▸ **STATED PROBLEM**:
Please output the lines shown below exactly as they appear.

▸ **DATASET RECORDS**:
** start **
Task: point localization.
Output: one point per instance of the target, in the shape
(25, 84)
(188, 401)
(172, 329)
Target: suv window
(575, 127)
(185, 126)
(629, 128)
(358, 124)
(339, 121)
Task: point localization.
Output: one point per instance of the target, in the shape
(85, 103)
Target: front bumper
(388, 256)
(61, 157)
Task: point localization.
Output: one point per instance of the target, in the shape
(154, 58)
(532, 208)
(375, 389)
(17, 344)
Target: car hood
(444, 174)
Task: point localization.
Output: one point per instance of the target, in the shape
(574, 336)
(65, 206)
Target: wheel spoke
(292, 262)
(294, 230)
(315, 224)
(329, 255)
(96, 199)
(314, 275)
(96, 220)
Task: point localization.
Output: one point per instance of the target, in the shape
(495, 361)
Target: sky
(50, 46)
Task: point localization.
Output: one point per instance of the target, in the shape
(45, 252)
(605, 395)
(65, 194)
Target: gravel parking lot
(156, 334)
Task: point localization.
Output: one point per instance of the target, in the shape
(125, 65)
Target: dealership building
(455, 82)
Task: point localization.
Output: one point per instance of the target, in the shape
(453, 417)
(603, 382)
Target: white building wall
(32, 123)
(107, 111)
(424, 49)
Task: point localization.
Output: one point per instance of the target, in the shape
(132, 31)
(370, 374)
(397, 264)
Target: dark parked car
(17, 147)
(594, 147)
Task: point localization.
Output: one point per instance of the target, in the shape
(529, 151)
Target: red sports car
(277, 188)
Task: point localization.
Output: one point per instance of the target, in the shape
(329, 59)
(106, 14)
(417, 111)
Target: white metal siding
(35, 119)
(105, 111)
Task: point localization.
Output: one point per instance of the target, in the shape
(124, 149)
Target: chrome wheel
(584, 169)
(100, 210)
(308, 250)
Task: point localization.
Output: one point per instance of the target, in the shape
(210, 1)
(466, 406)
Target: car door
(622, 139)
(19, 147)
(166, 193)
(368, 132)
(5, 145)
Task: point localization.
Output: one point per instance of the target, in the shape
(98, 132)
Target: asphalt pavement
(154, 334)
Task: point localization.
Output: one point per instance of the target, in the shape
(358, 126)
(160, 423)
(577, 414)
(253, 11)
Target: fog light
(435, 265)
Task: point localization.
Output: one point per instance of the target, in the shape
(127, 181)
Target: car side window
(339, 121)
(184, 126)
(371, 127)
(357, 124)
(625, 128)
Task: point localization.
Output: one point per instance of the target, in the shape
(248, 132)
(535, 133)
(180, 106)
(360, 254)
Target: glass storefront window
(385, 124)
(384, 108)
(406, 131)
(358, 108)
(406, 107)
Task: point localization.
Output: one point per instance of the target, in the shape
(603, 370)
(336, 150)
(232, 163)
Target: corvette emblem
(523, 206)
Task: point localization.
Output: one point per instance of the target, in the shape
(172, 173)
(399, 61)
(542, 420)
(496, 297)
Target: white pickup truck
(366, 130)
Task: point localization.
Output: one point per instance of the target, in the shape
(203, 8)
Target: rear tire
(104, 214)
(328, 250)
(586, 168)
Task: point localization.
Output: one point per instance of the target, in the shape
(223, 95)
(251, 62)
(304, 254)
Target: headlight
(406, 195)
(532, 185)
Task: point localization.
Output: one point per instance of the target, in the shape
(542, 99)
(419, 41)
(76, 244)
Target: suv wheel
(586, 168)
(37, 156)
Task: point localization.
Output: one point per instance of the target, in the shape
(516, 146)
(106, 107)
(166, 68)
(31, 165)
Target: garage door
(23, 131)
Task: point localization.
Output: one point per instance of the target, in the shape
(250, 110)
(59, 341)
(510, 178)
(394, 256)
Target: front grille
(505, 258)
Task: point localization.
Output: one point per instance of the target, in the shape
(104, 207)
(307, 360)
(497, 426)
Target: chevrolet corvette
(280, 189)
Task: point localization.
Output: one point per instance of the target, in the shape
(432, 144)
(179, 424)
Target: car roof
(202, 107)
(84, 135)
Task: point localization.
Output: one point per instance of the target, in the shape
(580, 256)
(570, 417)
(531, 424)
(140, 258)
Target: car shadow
** end **
▸ **ANSWER TO THE EXERCISE**:
Task: point localization.
Output: one point per instance of the target, in the shape
(25, 84)
(188, 401)
(172, 329)
Target: suv window
(575, 127)
(185, 126)
(629, 128)
(358, 124)
(339, 121)
Task: point localization.
Output: one point per instance of the target, in the shape
(85, 103)
Target: front bumper
(388, 256)
(61, 157)
Task: point localization.
Output: one point per instance of the target, in the shape
(154, 58)
(532, 208)
(375, 389)
(17, 344)
Target: car hood
(444, 174)
Task: point localization.
Output: one point per instance of the target, in the shape
(574, 336)
(65, 206)
Target: wheel spoke
(292, 262)
(294, 230)
(315, 224)
(329, 255)
(96, 199)
(314, 275)
(96, 220)
Task: point localization.
Output: one point per instance of the target, in the shape
(495, 361)
Target: sky
(50, 46)
Task: point localization.
Output: one point per instance of the target, in the shape
(45, 252)
(605, 395)
(65, 194)
Target: gravel parking lot
(156, 334)
Task: point localization.
Output: one point per instance of the target, in the shape
(125, 65)
Target: dealership building
(455, 82)
Task: point localization.
Output: one point per instance of the target, in the shape
(453, 417)
(603, 382)
Target: white building wall
(32, 123)
(107, 111)
(424, 49)
Task: point localization.
Output: one point per instance of the target, in the shape
(132, 31)
(370, 374)
(397, 264)
Target: dark parked car
(17, 147)
(594, 147)
Task: point localization.
Output: one point per instance of the target, in the shape
(529, 151)
Target: red sports car
(277, 188)
Task: point localization.
Output: one point per instance of the target, in the shape
(329, 59)
(106, 14)
(417, 111)
Target: white metal siding
(35, 119)
(105, 111)
Task: point localization.
Output: one point per instance of the target, in the shape
(124, 149)
Target: chrome wheel
(584, 169)
(100, 210)
(308, 250)
Task: point localization.
Output: one point per instance of the target, in the shape
(210, 1)
(466, 406)
Target: car door
(622, 139)
(19, 147)
(166, 193)
(368, 132)
(5, 145)
Task: point localization.
Output: one point per instance of the target, in the shape
(98, 132)
Target: asphalt pavement
(154, 334)
Task: point localization.
Output: one point per instance of the target, in the shape
(358, 126)
(160, 423)
(577, 414)
(253, 11)
Target: fog light
(435, 265)
Task: point localization.
Output: one point per instance of the target, in the shape
(127, 181)
Target: car side window
(339, 121)
(184, 126)
(371, 127)
(357, 124)
(625, 128)
Task: point localization.
Output: one point per instance of the target, in the shape
(248, 132)
(535, 133)
(180, 106)
(360, 254)
Target: glass storefront window
(385, 124)
(384, 108)
(406, 131)
(358, 108)
(406, 107)
Task: point localization.
Output: one point per instance of the target, in the shape
(603, 370)
(336, 150)
(232, 163)
Target: corvette emblem
(523, 206)
Task: point localization.
Output: one point per instance of the target, in the shape
(172, 173)
(399, 61)
(542, 420)
(496, 297)
Target: white pickup truck
(366, 130)
Task: point localization.
Output: one point per instance of the target, in the shape
(203, 8)
Target: rear tire
(104, 214)
(328, 250)
(586, 168)
Task: point localization.
Output: one point per instance of the target, in the shape
(223, 95)
(251, 62)
(304, 254)
Target: headlight
(406, 195)
(532, 185)
Task: point localization.
Output: one point per instance of the target, in the shape
(542, 99)
(419, 41)
(76, 244)
Target: suv wheel
(586, 168)
(37, 156)
Task: point localization.
Output: one point per instance of the target, in the shape
(516, 146)
(106, 107)
(166, 68)
(31, 165)
Target: garage door
(23, 131)
Task: point localization.
Output: one point per instance of the target, in the shape
(250, 110)
(59, 341)
(510, 178)
(394, 256)
Target: front grille
(505, 258)
Task: point localization.
Output: one point per instance of the target, in the shape
(104, 207)
(307, 360)
(497, 426)
Target: chevrolet corvette
(280, 189)
Task: point localization.
Output: one point per instance of the target, in the shape
(432, 144)
(179, 424)
Target: car roof
(202, 107)
(84, 135)
Task: point localization.
Output: one point per instance of the target, in the shape
(580, 256)
(570, 417)
(531, 424)
(140, 258)
Target: car shadow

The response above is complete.